## [Data for this exercise]
______
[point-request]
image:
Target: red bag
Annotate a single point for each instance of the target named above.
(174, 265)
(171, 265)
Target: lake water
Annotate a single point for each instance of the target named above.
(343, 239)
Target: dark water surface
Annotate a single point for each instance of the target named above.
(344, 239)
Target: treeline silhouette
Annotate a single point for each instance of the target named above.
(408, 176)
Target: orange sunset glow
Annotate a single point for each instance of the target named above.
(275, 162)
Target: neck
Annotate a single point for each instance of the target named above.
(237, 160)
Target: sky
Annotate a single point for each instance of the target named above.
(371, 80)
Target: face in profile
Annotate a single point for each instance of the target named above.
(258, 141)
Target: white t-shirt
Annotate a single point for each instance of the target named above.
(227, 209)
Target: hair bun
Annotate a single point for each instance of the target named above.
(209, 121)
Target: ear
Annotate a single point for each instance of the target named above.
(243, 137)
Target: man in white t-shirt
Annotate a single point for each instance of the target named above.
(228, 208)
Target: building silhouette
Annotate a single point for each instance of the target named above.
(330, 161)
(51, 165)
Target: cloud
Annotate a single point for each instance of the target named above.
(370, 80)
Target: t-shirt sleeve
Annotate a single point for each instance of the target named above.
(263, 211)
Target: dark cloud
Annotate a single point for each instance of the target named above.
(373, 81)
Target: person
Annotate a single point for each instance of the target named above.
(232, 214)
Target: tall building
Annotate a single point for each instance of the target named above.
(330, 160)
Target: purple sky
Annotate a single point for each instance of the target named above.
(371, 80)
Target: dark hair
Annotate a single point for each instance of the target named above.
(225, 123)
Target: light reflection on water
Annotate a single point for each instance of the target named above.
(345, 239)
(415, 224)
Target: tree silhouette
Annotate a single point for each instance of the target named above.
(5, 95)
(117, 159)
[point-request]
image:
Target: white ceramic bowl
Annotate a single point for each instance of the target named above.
______
## [Exercise task]
Begin at the line that has "Target: purple sky" and stop after the last line of the rows. Write out every line in that span again, shifting each point coordinate by adding -93 to it.

## [Output for this task]
Target: purple sky
Annotate a single point for each instance of the target named above.
(278, -13)
Target: dark hair
Annotate a single point for each instance of the target named above.
(132, 30)
Target: light reflection on water
Annotate a single point for each instance of the target named above.
(252, 146)
(322, 131)
Target: tree silhouette
Annotate a single point for each instance of the target named above.
(-88, 2)
(24, 66)
[point-request]
image:
Target: white ceramic bowl
Annotate a single point for each instance of the target named above.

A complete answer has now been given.